▼
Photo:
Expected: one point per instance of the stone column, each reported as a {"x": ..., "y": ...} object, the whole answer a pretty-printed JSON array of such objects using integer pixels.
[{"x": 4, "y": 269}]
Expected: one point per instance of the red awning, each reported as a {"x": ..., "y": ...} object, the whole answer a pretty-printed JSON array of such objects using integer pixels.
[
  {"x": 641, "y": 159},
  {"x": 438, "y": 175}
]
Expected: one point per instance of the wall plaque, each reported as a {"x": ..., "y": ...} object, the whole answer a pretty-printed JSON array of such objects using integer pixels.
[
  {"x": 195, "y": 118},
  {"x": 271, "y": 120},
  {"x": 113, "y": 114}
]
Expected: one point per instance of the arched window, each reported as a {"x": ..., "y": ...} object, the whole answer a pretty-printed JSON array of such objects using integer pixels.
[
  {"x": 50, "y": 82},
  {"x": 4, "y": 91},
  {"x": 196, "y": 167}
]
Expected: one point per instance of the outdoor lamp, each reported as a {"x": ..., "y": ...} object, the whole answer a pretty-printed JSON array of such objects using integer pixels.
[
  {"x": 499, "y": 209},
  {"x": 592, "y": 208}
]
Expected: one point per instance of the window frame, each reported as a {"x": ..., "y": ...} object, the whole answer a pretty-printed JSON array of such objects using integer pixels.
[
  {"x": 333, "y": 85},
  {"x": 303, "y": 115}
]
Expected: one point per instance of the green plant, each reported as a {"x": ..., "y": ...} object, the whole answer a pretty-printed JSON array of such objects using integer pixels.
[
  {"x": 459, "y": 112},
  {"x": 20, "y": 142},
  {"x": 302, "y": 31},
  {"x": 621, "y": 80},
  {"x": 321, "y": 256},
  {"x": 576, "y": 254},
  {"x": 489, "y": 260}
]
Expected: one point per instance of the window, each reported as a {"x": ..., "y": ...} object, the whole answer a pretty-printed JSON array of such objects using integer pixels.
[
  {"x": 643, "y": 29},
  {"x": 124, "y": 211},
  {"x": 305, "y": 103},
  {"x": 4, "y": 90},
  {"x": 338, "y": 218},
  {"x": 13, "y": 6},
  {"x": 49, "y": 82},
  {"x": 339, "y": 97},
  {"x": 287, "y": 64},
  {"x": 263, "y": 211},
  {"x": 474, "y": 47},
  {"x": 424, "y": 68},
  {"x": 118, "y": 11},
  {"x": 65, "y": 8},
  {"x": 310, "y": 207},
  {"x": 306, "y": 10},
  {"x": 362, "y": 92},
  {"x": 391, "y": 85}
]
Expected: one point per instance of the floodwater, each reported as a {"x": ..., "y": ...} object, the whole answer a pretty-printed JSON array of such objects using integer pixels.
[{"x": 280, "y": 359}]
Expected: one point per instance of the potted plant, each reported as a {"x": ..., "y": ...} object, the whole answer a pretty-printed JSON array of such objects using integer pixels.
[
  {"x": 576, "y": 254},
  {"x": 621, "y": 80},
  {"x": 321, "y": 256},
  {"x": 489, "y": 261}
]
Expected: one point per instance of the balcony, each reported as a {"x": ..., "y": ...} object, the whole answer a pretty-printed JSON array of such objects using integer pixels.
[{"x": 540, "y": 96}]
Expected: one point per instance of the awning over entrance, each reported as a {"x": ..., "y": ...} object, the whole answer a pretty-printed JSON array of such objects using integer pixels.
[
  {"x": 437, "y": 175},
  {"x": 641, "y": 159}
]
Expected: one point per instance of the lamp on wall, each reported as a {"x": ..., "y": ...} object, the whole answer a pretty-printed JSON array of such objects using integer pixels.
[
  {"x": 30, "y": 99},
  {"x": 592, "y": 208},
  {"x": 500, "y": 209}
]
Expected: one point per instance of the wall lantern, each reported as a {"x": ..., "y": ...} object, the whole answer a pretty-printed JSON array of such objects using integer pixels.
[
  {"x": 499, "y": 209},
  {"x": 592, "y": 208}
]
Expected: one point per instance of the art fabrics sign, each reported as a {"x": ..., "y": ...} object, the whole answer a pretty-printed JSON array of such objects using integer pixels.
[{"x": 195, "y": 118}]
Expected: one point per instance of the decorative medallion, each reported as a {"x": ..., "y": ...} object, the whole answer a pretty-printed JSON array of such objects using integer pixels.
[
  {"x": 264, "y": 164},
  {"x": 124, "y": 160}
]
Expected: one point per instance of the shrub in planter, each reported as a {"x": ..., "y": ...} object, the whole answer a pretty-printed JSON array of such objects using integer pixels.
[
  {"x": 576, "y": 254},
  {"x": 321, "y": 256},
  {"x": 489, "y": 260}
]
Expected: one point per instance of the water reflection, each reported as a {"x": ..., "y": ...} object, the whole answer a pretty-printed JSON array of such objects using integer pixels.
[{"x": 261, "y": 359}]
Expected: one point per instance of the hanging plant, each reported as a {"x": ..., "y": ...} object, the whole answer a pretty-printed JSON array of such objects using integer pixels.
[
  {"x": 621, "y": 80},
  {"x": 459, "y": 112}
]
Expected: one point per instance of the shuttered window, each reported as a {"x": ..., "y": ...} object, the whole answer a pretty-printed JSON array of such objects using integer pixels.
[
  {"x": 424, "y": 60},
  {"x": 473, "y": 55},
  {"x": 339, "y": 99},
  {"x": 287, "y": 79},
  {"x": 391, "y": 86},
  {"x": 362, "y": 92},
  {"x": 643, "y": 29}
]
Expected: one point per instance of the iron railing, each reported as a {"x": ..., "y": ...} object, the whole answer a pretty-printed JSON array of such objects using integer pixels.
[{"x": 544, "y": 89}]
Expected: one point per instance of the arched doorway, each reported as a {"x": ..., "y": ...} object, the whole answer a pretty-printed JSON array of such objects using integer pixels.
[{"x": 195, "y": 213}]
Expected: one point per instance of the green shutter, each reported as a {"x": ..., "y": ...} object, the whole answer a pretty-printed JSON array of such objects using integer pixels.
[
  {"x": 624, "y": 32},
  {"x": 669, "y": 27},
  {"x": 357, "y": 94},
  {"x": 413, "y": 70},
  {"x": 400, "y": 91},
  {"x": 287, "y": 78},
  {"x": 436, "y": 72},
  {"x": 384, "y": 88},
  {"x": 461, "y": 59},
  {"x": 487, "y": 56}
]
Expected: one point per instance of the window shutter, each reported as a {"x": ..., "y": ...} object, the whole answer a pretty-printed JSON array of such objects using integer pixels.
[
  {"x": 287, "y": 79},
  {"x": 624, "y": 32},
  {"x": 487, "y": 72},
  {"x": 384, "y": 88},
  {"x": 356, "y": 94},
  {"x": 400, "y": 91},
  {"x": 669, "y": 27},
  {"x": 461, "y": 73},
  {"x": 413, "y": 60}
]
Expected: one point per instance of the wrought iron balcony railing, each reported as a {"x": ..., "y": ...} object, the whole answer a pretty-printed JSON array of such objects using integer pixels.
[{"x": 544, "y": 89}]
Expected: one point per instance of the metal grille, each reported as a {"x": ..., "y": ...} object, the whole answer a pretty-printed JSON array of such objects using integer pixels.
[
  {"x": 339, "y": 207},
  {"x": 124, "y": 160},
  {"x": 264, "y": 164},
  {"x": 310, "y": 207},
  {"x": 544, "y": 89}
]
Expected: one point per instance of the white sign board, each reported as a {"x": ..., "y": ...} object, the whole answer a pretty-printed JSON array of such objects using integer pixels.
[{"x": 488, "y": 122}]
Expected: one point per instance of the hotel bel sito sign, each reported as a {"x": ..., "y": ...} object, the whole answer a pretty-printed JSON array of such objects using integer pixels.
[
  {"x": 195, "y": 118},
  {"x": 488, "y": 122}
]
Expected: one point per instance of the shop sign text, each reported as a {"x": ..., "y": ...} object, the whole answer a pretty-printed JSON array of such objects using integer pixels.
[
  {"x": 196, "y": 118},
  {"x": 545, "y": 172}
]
▲
## The task
Type out the whole listing above again, exactly as it stands.

## Written solution
Photo:
Expected: one point per instance of the stone column, each reported as a {"x": ..., "y": ...} object, the whole answer a pretty-printed JSON array of such objects using integer pixels.
[{"x": 4, "y": 269}]
Expected: one point per instance of the red awning, each reported as a {"x": ..., "y": ...} object, the whole answer a pretty-printed JSON array of such objects using integer pixels.
[
  {"x": 641, "y": 159},
  {"x": 438, "y": 175}
]
Expected: one point per instance of the wall plaque, each reported as a {"x": ..., "y": ...} object, the whole answer a pretty-printed JSON array of such objects using integer pixels.
[
  {"x": 195, "y": 118},
  {"x": 271, "y": 120},
  {"x": 113, "y": 114}
]
Expected: one point per instance of the arched window, each reported as a {"x": ..., "y": ...} object, the whole answer a pretty-printed JSON array of such objects using integer pixels.
[
  {"x": 50, "y": 82},
  {"x": 4, "y": 91},
  {"x": 196, "y": 167}
]
Expected: one point per instance of the outdoor lamp, each reported as a {"x": ..., "y": ...} object, the whole answer a pretty-printed JSON array of such objects using integer pixels.
[
  {"x": 499, "y": 209},
  {"x": 592, "y": 208}
]
Expected: one point per instance of the window frame, each reported as a {"x": ..., "y": ...} object, the whole answer a pretty-printed JSON array of such objects using integer pixels.
[
  {"x": 333, "y": 85},
  {"x": 303, "y": 115}
]
Expected: one point per instance of the green plant, each reported as a {"x": ..., "y": ...} object, the whole answer a pretty-printed JSON array of such objects using integer pixels.
[
  {"x": 459, "y": 112},
  {"x": 20, "y": 142},
  {"x": 302, "y": 31},
  {"x": 621, "y": 80},
  {"x": 321, "y": 256},
  {"x": 576, "y": 254},
  {"x": 489, "y": 260}
]
Expected: one point per instance of the window, each reported as a {"x": ..., "y": ...} object, the whole answer a pretty-printed JSON array of such objects using integer pixels.
[
  {"x": 643, "y": 29},
  {"x": 124, "y": 211},
  {"x": 305, "y": 103},
  {"x": 4, "y": 90},
  {"x": 338, "y": 218},
  {"x": 13, "y": 6},
  {"x": 49, "y": 82},
  {"x": 339, "y": 97},
  {"x": 287, "y": 64},
  {"x": 263, "y": 211},
  {"x": 474, "y": 47},
  {"x": 424, "y": 68},
  {"x": 118, "y": 11},
  {"x": 65, "y": 8},
  {"x": 310, "y": 207},
  {"x": 306, "y": 10},
  {"x": 362, "y": 92},
  {"x": 391, "y": 85}
]
Expected: one point per instance of the floodwater, each reported as a {"x": ..., "y": ...} object, the whole answer a pretty-printed JSON array of such objects using integer pixels.
[{"x": 280, "y": 359}]
Expected: one point per instance of the potted plant, each reported as a {"x": ..., "y": ...} object, the whole answer a pretty-printed JSON array of such objects using integer pixels.
[
  {"x": 576, "y": 254},
  {"x": 621, "y": 80},
  {"x": 321, "y": 256},
  {"x": 489, "y": 261}
]
Expected: one point per instance of the balcony, each reported as a {"x": ..., "y": ...} object, the whole answer a pretty-printed JSON array of such objects using integer pixels.
[{"x": 540, "y": 96}]
Expected: one point per instance of the awning over entrance, each reported as a {"x": ..., "y": ...} object, the whole answer a pretty-printed JSON array of such objects using integer pixels.
[
  {"x": 437, "y": 175},
  {"x": 641, "y": 159}
]
Expected: one point per instance of the lamp on wall, each reported as a {"x": ..., "y": ...} object, the whole answer a pretty-printed JSON array of such objects using integer pixels.
[
  {"x": 30, "y": 99},
  {"x": 592, "y": 208},
  {"x": 500, "y": 209}
]
Expected: one point per instance of the wall lantern, each reported as a {"x": ..., "y": ...} object, the whole answer a pretty-printed JSON array of such objects using integer pixels.
[
  {"x": 499, "y": 209},
  {"x": 592, "y": 208}
]
Expected: one point per instance of the art fabrics sign, each reported as a {"x": ..., "y": ...} object, the whole answer a pretty-printed JSON array of such objects using integer pixels.
[{"x": 195, "y": 118}]
Expected: one point per instance of the decorative medallion, each reported as a {"x": ..., "y": ...} object, the whole answer a pretty-printed JSON array of such objects using integer pixels.
[
  {"x": 264, "y": 164},
  {"x": 124, "y": 160}
]
Expected: one point per instance of the shrub in planter, each reported as a {"x": ..., "y": ...} object, the whole answer a pretty-printed JSON array of such objects using integer pixels.
[
  {"x": 576, "y": 254},
  {"x": 321, "y": 256},
  {"x": 489, "y": 260}
]
Expected: one point per instance of the water reflection, each reported as a {"x": ..., "y": ...} object, the whole answer a pretty-printed JSON array of such objects using integer pixels.
[{"x": 261, "y": 359}]
Expected: one point per instance of the hanging plant, each reported as a {"x": ..., "y": ...} object, the whole answer a pretty-printed JSON array of such objects using integer pixels.
[
  {"x": 621, "y": 80},
  {"x": 459, "y": 112}
]
Expected: one point per instance of the shuttered window, each reported as a {"x": ..., "y": ...} object, the whole answer a pretty-printed JSON array of such objects using integer pixels.
[
  {"x": 424, "y": 60},
  {"x": 473, "y": 55},
  {"x": 339, "y": 99},
  {"x": 287, "y": 79},
  {"x": 391, "y": 86},
  {"x": 362, "y": 92},
  {"x": 643, "y": 29}
]
Expected: one point per instance of the iron railing, each reported as a {"x": ..., "y": ...} object, the whole answer a pretty-printed JSON array of such objects using integer pixels.
[{"x": 544, "y": 89}]
Expected: one point per instance of the arched doorway, each reported as a {"x": ..., "y": ...} object, the whole answer a pretty-printed JSON array of such objects using integer pixels.
[{"x": 195, "y": 213}]
Expected: one point per instance of the green shutter, each reported as a {"x": ..., "y": ...} object, the whole answer a pretty-printed JSON array of such objects using integer pixels.
[
  {"x": 624, "y": 32},
  {"x": 669, "y": 27},
  {"x": 357, "y": 94},
  {"x": 413, "y": 70},
  {"x": 400, "y": 91},
  {"x": 287, "y": 78},
  {"x": 436, "y": 72},
  {"x": 384, "y": 88},
  {"x": 461, "y": 59},
  {"x": 487, "y": 56}
]
Expected: one point per instance of the window shutter, each reported as a {"x": ..., "y": ...} object, the whole answer a pretty-printed JSON array of such objects using integer pixels.
[
  {"x": 287, "y": 79},
  {"x": 624, "y": 32},
  {"x": 487, "y": 72},
  {"x": 384, "y": 88},
  {"x": 356, "y": 94},
  {"x": 400, "y": 91},
  {"x": 669, "y": 27},
  {"x": 461, "y": 73},
  {"x": 413, "y": 60}
]
Expected: one point per instance of the wrought iron balcony railing, each reported as a {"x": ..., "y": ...} object, the whole answer a pretty-printed JSON array of such objects using integer pixels.
[{"x": 544, "y": 89}]
Expected: one point per instance of the metal grille, each reported as a {"x": ..., "y": ...} object, the whole answer a pretty-printed JSON array of such objects using integer pixels.
[
  {"x": 339, "y": 207},
  {"x": 124, "y": 160},
  {"x": 264, "y": 164},
  {"x": 310, "y": 207},
  {"x": 544, "y": 89}
]
Expected: one point per instance of the white sign board, each reported as a {"x": ..., "y": ...} object, the whole answer a pretty-printed JSON array of such objects using integer pixels.
[{"x": 488, "y": 122}]
Expected: one point per instance of the hotel bel sito sign, each reported as a {"x": ..., "y": ...} object, the whole answer a pretty-printed JSON array of such objects using integer pixels.
[
  {"x": 195, "y": 118},
  {"x": 488, "y": 122}
]
Expected: one point per instance of the shop sign text, each reported as a {"x": ..., "y": ...} object, the whole answer a pretty-printed JSON array of such objects using integer pixels.
[
  {"x": 196, "y": 118},
  {"x": 545, "y": 172}
]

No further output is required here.